Records drawn from a dataset:
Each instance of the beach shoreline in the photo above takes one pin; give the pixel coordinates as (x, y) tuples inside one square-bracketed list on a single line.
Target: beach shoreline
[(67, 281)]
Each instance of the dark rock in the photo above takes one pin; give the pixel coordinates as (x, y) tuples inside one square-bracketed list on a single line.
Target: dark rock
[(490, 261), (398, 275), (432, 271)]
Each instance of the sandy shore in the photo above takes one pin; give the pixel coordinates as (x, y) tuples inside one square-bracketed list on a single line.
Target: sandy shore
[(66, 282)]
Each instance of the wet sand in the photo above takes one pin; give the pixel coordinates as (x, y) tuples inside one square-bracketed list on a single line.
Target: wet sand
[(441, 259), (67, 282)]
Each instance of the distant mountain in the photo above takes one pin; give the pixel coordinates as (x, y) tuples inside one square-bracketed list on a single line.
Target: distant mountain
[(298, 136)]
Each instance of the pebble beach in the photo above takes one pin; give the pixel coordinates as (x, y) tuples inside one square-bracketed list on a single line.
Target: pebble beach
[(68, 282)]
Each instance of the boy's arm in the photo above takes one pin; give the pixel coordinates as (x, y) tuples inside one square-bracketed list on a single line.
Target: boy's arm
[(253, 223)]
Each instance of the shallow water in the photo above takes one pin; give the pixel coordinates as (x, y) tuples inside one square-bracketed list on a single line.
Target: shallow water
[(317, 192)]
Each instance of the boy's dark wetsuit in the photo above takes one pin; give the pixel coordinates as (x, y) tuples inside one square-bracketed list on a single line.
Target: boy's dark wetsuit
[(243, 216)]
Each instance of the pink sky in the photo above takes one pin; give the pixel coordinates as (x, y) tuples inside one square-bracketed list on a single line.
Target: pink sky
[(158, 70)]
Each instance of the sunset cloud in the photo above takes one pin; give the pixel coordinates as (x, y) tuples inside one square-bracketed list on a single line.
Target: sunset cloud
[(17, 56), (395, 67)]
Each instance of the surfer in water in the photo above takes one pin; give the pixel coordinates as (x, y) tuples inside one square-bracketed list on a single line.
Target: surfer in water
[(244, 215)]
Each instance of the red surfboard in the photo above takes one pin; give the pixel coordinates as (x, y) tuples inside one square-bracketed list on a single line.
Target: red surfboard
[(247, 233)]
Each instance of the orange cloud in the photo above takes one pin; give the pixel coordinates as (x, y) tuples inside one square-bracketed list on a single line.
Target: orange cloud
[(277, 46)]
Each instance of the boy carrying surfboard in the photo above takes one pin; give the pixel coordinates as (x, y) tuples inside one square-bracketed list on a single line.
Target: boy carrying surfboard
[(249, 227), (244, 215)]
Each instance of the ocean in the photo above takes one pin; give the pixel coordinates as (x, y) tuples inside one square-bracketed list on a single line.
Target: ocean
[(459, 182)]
* * *
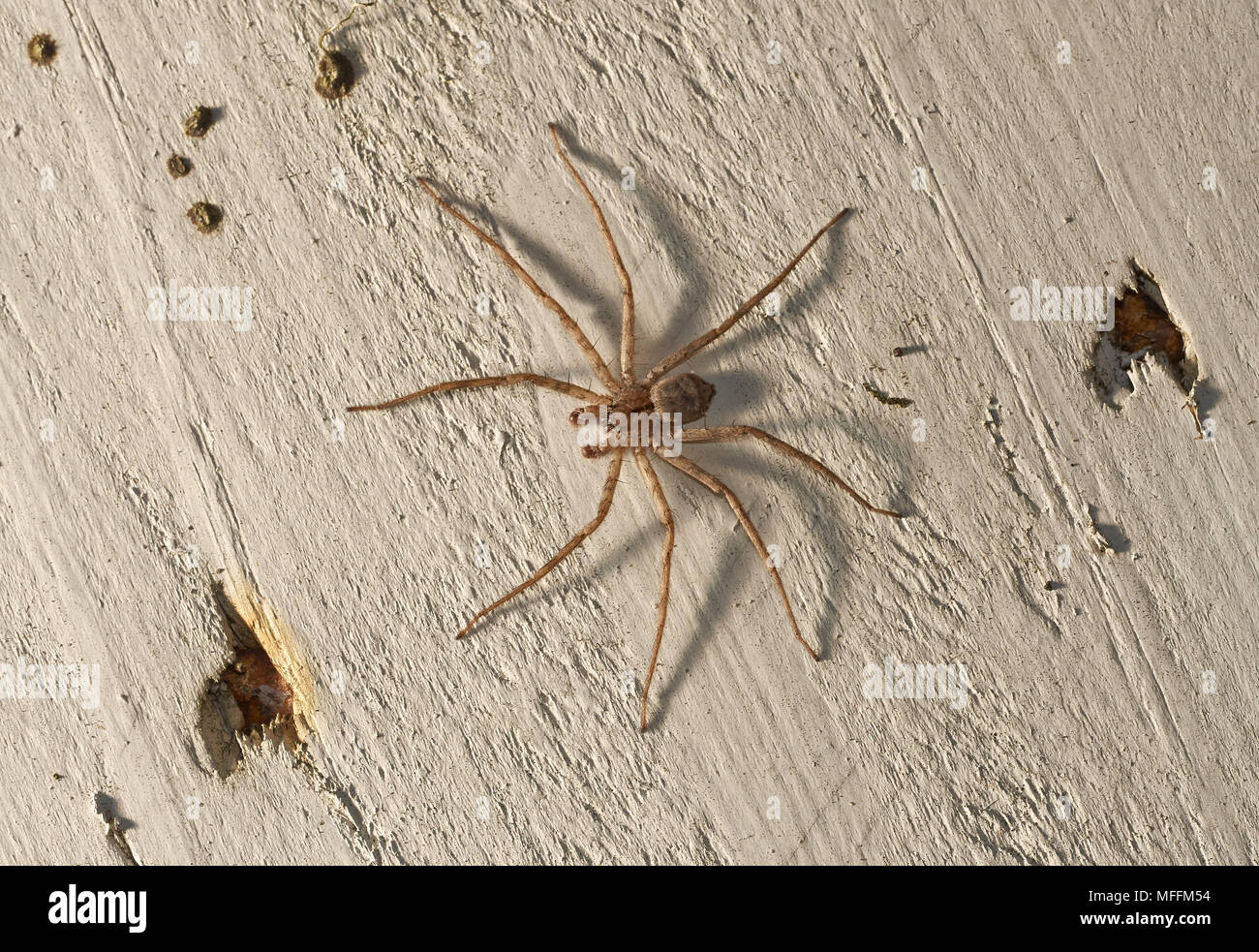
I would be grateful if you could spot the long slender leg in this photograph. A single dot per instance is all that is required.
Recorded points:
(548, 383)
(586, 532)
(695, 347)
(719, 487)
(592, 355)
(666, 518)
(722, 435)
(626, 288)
* * *
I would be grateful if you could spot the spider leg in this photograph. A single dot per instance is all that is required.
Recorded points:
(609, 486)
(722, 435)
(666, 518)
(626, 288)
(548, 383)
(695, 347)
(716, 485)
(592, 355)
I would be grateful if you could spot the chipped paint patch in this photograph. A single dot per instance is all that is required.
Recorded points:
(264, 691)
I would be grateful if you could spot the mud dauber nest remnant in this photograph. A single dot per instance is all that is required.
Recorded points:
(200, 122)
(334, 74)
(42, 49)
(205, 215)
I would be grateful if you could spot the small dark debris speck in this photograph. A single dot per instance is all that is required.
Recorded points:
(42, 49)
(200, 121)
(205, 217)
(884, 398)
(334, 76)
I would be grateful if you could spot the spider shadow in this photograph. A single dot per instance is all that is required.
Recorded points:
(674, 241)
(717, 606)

EXERCISE GOAL: Count the lines of the data above that contain the string "shallow", treating uppercase and lowercase letters as distinct. Give only the number.

PROBLEM SOLUTION: 2